Short task → Turn the lines below into a numbered list and leave out any blank lines.

A run of records:
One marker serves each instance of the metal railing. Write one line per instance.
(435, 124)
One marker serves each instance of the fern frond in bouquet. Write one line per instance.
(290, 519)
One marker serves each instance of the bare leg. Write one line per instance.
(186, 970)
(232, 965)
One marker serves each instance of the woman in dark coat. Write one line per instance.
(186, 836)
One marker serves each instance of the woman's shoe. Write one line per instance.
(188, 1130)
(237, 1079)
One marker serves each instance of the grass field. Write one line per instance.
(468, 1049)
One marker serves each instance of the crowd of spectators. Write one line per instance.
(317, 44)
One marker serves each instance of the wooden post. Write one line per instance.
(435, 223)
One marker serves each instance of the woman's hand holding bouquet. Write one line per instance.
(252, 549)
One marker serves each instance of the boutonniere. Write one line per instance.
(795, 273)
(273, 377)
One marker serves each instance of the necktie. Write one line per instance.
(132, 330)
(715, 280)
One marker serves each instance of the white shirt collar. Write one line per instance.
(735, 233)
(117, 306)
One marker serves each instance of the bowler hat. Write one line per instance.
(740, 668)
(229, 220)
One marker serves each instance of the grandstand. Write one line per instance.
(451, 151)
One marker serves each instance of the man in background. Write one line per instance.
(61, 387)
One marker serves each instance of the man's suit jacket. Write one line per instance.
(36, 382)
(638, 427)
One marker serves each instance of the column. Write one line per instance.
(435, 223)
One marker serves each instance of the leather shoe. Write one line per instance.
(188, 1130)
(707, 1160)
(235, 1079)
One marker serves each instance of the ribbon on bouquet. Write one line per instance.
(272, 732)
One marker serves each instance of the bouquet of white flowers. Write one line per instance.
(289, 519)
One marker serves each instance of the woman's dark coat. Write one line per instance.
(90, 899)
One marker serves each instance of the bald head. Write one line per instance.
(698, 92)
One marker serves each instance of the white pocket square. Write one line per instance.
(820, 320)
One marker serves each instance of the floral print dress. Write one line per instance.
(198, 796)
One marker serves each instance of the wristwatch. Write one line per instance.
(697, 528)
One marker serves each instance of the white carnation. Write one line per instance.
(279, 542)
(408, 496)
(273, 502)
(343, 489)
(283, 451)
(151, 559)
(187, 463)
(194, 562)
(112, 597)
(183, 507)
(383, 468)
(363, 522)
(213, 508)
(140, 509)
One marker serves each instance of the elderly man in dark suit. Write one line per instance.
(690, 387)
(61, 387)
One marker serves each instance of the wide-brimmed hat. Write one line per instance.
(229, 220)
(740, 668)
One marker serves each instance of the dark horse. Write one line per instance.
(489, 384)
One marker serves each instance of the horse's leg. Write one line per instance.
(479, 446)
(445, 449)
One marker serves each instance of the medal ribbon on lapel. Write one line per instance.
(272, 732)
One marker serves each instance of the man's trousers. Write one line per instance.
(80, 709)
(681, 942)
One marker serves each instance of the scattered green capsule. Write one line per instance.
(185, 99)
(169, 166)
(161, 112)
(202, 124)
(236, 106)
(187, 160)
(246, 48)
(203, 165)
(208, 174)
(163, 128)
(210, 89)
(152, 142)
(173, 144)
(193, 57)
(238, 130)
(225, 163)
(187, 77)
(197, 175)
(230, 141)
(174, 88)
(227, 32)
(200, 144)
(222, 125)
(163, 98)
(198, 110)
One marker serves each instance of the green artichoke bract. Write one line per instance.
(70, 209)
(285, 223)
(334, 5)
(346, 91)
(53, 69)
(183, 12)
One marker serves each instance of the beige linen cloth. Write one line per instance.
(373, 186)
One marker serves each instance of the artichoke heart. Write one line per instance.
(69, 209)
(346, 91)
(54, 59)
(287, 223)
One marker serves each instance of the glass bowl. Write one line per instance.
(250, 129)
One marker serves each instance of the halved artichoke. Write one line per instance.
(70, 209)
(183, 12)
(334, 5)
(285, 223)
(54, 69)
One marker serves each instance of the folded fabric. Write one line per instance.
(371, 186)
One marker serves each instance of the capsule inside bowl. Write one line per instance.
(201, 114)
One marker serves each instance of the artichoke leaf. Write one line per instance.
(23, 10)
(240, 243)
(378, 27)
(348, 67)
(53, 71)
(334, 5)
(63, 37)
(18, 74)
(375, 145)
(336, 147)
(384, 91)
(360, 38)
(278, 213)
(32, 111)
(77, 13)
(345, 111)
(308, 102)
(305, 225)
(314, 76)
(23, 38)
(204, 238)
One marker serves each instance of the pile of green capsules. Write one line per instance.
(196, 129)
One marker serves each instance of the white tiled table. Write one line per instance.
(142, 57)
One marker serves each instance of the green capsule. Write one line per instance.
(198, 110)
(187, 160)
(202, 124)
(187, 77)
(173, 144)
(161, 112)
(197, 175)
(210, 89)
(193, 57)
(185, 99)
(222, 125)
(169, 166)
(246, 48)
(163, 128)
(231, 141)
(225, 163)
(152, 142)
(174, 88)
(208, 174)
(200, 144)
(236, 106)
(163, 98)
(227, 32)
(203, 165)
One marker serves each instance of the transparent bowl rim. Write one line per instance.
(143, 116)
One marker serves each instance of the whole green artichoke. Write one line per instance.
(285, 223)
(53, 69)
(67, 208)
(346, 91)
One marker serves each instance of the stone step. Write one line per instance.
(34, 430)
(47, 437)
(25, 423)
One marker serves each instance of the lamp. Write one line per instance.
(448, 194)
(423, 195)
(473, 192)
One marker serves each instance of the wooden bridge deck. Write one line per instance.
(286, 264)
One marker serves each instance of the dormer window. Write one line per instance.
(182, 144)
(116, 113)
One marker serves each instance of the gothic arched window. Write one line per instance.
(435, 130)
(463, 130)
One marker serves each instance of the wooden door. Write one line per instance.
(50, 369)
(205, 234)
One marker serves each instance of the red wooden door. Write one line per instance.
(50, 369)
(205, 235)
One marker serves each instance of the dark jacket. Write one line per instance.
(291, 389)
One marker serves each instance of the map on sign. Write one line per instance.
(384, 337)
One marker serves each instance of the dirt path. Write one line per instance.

Result of the task →
1. One marker serves each instance of the metal railing. Write one line per instance.
2. (435, 124)
3. One marker serves each instance of the fern frond in bouquet. Write one line per instance.
4. (290, 519)
5. One marker serves each instance of the bare leg. Write one line per instance.
6. (186, 970)
7. (232, 965)
8. One marker serves each instance of the woman in dark coat. Write one line per instance.
9. (186, 836)
10. One marker serves each instance of the woman's shoe. Write one line per instance.
11. (188, 1130)
12. (237, 1079)
13. One marker serves each instance of the grass field. Write one line per instance.
14. (468, 1049)
15. One marker serves each instance of the crowd of spectators. Write one line per instance.
16. (317, 44)
17. One marker serves each instance of the wooden post. Write one line per instance.
18. (435, 223)
19. One marker serves each instance of the woman's hand holding bouquet. Write one line per instance.
20. (252, 549)
21. One marker serves each instance of the boutonniere. Write one line per instance.
22. (795, 273)
23. (273, 377)
24. One marker serves each instance of the necktie. Write one line per instance.
25. (132, 330)
26. (715, 280)
27. One marker serves each instance of the white shirt collar. Write one line per instance.
28. (735, 233)
29. (117, 306)
30. One marker serves each instance of the bowler hat. Write one line per instance.
31. (740, 668)
32. (229, 220)
33. One marker serves each instance of the grandstand. Write one line per instance.
34. (451, 151)
35. One marker serves each instance of the man in background. Write one line per instance.
36. (61, 387)
37. One marker serves each instance of the man's suit jacket. Write one line per instance.
38. (36, 382)
39. (638, 427)
40. One marker serves each instance of the column. Write one line per instance.
41. (435, 223)
42. One marker serves each instance of the leather shoe. Write one line per instance.
43. (188, 1130)
44. (707, 1160)
45. (235, 1079)
46. One marker serves each instance of the ribbon on bouquet. Write one line per instance.
47. (272, 732)
48. One marker serves each instance of the bouquet of white flowers. Write one line per instance.
49. (289, 519)
50. One marker serves each instance of the woman's dark coat. Write one line per instance.
51. (90, 899)
52. One marker serves each instance of the bald head. Write one line per instance.
53. (698, 92)
54. One marker serves each instance of the white pocket square. Write one line per instance.
55. (820, 320)
56. One marker serves each instance of the floral print dress. Write one line per instance.
57. (198, 796)
58. One marker serves each instance of the wristwatch. Write one line per instance.
59. (697, 528)
60. One marker serves each instance of the white carnation. Write one line per instance.
61. (279, 542)
62. (408, 496)
63. (273, 502)
64. (343, 489)
65. (283, 451)
66. (151, 559)
67. (187, 463)
68. (194, 562)
69. (112, 597)
70. (183, 507)
71. (383, 468)
72. (363, 522)
73. (213, 508)
74. (140, 509)
75. One marker serves each instance of the elderly man in dark suit. Write one line per instance.
76. (690, 387)
77. (61, 387)
78. One marker serves each instance of the wide-brimmed hat. Write one line per instance.
79. (229, 220)
80. (740, 668)
81. One marker serves each instance of the dark horse. Write one line per instance.
82. (489, 384)
83. One marker serves each instance of the horse's leg. Write one line per instance.
84. (479, 446)
85. (445, 449)
86. One marker serves each instance of the medal ribbon on lapel. Write one line per instance.
87. (272, 732)
88. One marker serves each instance of the man's trousers. Write one line per instance.
89. (80, 709)
90. (681, 942)
91. One marker serves each instance of the scattered green capsule. Write one line per instance.
92. (185, 99)
93. (169, 166)
94. (161, 112)
95. (202, 124)
96. (236, 106)
97. (187, 160)
98. (246, 48)
99. (203, 165)
100. (208, 174)
101. (163, 128)
102. (210, 89)
103. (152, 142)
104. (173, 144)
105. (193, 57)
106. (238, 130)
107. (225, 163)
108. (187, 77)
109. (197, 175)
110. (230, 141)
111. (174, 88)
112. (227, 32)
113. (200, 144)
114. (222, 125)
115. (163, 98)
116. (198, 110)
117. One marker serves each instance of the green artichoke bract. Write one line per instance.
118. (70, 209)
119. (285, 223)
120. (334, 5)
121. (346, 91)
122. (53, 69)
123. (183, 12)
124. One marker serves each instance of the beige linen cloth. Write one line per instance.
125. (373, 186)
126. One marker serves each instance of the artichoke heart. Write one line per instance.
127. (69, 209)
128. (346, 91)
129. (54, 59)
130. (287, 223)
131. One marker serves each instance of the glass bowl. Write one line per instance.
132. (250, 129)
133. One marker serves each instance of the halved artichoke. Write one line per instance.
134. (70, 209)
135. (183, 12)
136. (334, 5)
137. (285, 223)
138. (54, 69)
139. One marker serves each instance of the folded fabric. Write one line per instance.
140. (371, 186)
141. One marker serves each instance of the capsule inside bowl. Write one line per instance.
142. (201, 114)
143. One marker serves each instance of the artichoke leaf. Write one line per instance.
144. (23, 10)
145. (240, 243)
146. (378, 27)
147. (348, 67)
148. (53, 71)
149. (334, 5)
150. (63, 37)
151. (18, 74)
152. (375, 145)
153. (336, 147)
154. (384, 91)
155. (360, 38)
156. (278, 213)
157. (32, 111)
158. (77, 13)
159. (345, 111)
160. (308, 102)
161. (305, 225)
162. (314, 76)
163. (23, 38)
164. (204, 238)
165. One marker serves each instance of the pile of green capsules. Write one line per instance.
166. (196, 129)
167. One marker serves each instance of the white tiled table. Write one line per instance.
168. (142, 57)
169. One marker serves each instance of the green capsule. Write one line per instance.
170. (198, 110)
171. (187, 160)
172. (202, 124)
173. (187, 77)
174. (173, 144)
175. (161, 112)
176. (197, 175)
177. (210, 89)
178. (193, 57)
179. (185, 99)
180. (222, 125)
181. (169, 166)
182. (246, 48)
183. (163, 128)
184. (231, 141)
185. (225, 163)
186. (152, 142)
187. (174, 88)
188. (208, 174)
189. (200, 144)
190. (236, 106)
191. (163, 98)
192. (227, 32)
193. (203, 165)
194. One marker serves each instance of the transparent bowl rim. Write one line per instance.
195. (143, 116)
196. One marker serves each instance of the whole green artichoke. Write one line per instance.
197. (285, 223)
198. (53, 69)
199. (67, 208)
200. (346, 91)
201. One marker serves each instance of the stone step. Write one line per instance.
202. (34, 430)
203. (47, 437)
204. (25, 423)
205. One marker serves each instance of the lamp. Write one line per instance.
206. (448, 194)
207. (423, 195)
208. (473, 192)
209. One marker serves each instance of the wooden bridge deck. Write one line per instance.
210. (286, 264)
211. One marker serves each instance of the dormer window. Write one line per instance.
212. (182, 144)
213. (116, 113)
214. One marker serves each instance of the gothic arched window. Write one line per instance.
215. (435, 130)
216. (463, 130)
217. One marker serves each instance of the wooden door. Write one line per instance.
218. (50, 369)
219. (205, 234)
220. One marker serves each instance of the red wooden door. Write one line per instance.
221. (50, 369)
222. (205, 235)
223. One marker serves each instance of the dark jacket. Write one line per instance.
224. (291, 389)
225. One marker serves each instance of the map on sign. Write one line per instance.
226. (384, 337)
227. One marker serves each instance of the dirt path. Write one line per instance.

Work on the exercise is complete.